#### Stored rows:

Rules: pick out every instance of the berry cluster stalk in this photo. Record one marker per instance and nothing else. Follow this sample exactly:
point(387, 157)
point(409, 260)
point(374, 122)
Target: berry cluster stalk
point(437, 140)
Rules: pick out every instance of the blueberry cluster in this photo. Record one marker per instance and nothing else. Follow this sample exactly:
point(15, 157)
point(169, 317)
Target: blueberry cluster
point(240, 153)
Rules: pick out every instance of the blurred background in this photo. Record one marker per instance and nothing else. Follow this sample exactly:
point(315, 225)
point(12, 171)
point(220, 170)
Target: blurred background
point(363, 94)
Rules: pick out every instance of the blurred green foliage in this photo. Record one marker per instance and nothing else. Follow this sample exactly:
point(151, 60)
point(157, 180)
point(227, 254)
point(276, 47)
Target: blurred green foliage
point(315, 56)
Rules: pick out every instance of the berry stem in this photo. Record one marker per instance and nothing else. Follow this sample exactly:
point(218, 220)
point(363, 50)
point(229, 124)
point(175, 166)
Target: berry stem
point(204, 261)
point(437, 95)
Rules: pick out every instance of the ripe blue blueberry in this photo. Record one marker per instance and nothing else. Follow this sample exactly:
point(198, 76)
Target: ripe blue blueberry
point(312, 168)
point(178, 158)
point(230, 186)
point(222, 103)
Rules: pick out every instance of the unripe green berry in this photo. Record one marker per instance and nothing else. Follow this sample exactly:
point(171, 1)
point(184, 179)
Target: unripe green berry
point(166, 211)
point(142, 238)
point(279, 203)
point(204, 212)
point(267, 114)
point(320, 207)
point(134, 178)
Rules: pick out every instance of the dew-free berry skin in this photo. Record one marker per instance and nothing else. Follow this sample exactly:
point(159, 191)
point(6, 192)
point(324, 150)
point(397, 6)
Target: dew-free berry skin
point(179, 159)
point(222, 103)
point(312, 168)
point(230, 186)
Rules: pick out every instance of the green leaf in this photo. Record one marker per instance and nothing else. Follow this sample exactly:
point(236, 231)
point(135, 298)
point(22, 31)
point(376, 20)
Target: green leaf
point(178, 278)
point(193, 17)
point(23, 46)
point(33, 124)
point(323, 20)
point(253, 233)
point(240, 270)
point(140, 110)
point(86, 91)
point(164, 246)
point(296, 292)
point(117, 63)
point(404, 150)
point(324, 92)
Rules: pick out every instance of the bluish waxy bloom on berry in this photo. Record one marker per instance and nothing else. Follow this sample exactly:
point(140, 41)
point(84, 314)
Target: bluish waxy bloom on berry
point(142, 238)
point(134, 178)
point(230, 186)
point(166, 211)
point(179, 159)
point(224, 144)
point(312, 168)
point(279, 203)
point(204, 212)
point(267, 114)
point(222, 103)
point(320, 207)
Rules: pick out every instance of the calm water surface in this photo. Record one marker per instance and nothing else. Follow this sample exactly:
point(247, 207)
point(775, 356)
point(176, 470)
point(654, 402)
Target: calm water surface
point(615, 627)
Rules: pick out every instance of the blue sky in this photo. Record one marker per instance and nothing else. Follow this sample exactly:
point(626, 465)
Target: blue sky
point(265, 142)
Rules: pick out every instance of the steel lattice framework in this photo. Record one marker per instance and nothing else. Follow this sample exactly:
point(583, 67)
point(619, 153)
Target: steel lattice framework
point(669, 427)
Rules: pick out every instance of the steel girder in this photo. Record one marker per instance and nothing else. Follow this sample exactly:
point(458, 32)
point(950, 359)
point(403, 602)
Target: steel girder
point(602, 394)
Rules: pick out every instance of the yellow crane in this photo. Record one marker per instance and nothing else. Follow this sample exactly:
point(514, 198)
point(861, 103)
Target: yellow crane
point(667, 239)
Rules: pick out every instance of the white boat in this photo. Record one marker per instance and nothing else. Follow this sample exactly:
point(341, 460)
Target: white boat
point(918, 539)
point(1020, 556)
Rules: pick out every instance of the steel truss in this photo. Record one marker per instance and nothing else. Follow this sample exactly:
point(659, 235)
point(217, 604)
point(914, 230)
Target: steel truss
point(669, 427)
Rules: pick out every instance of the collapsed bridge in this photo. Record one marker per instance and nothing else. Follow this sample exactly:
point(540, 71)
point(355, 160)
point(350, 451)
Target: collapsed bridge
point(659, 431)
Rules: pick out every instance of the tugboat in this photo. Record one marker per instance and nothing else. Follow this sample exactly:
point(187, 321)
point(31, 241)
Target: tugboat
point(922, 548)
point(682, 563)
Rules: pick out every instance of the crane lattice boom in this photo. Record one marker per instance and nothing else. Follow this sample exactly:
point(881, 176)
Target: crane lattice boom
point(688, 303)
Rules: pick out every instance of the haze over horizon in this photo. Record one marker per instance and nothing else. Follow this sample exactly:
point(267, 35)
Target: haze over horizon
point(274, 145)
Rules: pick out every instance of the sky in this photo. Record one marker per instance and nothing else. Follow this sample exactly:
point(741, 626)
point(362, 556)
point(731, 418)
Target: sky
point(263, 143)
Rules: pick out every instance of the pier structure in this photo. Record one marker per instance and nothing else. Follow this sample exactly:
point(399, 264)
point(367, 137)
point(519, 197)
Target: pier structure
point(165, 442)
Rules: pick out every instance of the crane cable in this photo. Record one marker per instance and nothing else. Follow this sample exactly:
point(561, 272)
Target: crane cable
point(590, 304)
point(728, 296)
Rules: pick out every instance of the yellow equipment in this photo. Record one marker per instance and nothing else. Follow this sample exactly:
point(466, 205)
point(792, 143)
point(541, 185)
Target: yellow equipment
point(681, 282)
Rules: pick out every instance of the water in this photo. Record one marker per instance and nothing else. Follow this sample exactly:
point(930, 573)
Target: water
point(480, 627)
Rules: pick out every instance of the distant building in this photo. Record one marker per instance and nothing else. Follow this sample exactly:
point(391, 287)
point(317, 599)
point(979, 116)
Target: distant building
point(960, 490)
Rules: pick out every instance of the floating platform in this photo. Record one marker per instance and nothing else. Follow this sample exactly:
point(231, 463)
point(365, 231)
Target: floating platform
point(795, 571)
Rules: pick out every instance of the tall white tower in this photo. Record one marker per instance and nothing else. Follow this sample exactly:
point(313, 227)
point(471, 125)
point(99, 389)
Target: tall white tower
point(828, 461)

#### The exercise:
Reproduce the data in full from the line containing "Rules: pick out every instance of the crane lattice" through the line containing "point(795, 571)", both lines included, and output nothing else. Multiply each answer coordinate by 1.9 and round it to a whole number, rounding halves up; leave all other numbers unchanged.

#### Full answer:
Rules: pick out every instance of the crane lattice boom in this photo. Record one marker per instance and nothing else. Follow this sample exactly:
point(881, 176)
Target: crane lattice boom
point(1307, 576)
Rules: pick out every instance of the haze over horizon in this photo. Record one marker per instance and nothing else. Follow this sample exactly:
point(267, 35)
Target: haze over horizon
point(521, 276)
Rules: pick out every instance of the sky in this photo. Record one marker per instance and nothing else. Follow this sample exactly:
point(741, 626)
point(362, 556)
point(731, 418)
Target: sky
point(500, 272)
Rules: pick out every instance of the pier structure in this photo. Record one marker per instance and nothing else. Follow this sample exactly:
point(399, 264)
point(367, 137)
point(519, 197)
Target: pier structure
point(314, 840)
Rules: pick out every instance of the crane cable in this photo. Record one marker per instance and nothing else. Follow this sample exactly:
point(561, 272)
Target: crane cable
point(1121, 578)
point(1383, 562)
Rules: pick out every instance of the yellow equipment in this photo. Record one marker per instance and nothing else. Follow this sample exactly:
point(466, 205)
point(792, 143)
point(541, 185)
Target: yellow equipment
point(1294, 536)
Rules: pick out every instance of the water in this photo. Record one marker per instance and nothing else. Follow this sample exactly:
point(930, 573)
Target: water
point(912, 1191)
Rules: pick out every instance of the distant building in this photo. Record one marker per instance and nothing else. Follow this sample exactly:
point(391, 287)
point(317, 599)
point(979, 116)
Target: distant building
point(1824, 931)
Rules: pick out every instance of the floating platform in this photo. Record one marker per instance and nothing else. Follow this sample exactly:
point(231, 463)
point(365, 231)
Target: floating platform
point(1511, 1085)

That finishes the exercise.